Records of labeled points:
--------------------
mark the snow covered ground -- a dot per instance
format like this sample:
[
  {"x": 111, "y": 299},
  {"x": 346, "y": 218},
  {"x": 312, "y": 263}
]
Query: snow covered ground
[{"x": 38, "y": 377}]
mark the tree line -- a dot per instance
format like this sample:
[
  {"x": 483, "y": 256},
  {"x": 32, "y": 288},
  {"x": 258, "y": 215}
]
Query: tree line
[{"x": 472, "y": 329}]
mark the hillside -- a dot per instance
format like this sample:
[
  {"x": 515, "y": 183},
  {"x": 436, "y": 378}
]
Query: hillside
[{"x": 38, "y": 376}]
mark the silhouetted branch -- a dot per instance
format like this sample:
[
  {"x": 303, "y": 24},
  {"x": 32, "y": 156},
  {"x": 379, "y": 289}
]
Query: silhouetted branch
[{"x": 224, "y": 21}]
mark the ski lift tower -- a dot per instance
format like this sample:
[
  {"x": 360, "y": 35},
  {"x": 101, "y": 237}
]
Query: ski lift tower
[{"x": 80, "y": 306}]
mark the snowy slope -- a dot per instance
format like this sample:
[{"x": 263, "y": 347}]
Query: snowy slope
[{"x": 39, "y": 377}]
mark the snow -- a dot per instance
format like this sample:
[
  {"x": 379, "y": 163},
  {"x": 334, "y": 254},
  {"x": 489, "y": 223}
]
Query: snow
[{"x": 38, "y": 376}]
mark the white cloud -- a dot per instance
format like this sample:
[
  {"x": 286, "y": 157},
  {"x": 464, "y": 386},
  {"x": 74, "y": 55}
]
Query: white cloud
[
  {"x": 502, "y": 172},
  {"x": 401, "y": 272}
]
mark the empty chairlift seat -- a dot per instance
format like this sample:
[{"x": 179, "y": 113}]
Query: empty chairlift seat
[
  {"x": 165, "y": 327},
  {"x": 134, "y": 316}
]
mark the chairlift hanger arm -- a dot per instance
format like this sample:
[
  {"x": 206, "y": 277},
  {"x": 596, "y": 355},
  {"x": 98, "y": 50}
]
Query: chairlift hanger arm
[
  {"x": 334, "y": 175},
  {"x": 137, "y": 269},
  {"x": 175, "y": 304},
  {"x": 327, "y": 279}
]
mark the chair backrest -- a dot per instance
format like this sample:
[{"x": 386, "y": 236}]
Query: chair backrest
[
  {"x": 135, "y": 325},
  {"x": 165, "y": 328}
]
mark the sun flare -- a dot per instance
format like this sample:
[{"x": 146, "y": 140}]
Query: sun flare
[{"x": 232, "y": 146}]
--------------------
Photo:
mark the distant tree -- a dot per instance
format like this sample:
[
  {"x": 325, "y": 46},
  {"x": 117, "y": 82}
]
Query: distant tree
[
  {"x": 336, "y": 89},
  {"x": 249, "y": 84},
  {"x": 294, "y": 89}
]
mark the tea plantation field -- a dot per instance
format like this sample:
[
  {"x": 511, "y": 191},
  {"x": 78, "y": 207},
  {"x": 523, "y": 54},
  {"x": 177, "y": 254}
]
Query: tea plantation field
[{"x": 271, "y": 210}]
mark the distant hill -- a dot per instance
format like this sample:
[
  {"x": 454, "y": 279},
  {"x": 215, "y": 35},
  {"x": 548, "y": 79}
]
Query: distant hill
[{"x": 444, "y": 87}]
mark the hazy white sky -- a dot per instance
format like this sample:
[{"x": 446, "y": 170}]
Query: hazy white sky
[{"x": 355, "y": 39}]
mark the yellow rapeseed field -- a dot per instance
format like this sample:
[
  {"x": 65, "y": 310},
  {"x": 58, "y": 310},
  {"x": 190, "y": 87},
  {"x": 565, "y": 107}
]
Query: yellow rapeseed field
--------------------
## Aim of the exercise
Locate each line in the material above that contains the word "ground", treating uppercase and lowercase letters as different, and copy those lines.

## Task output
mark the snow covered ground -- a dot per instance
Query: snow covered ground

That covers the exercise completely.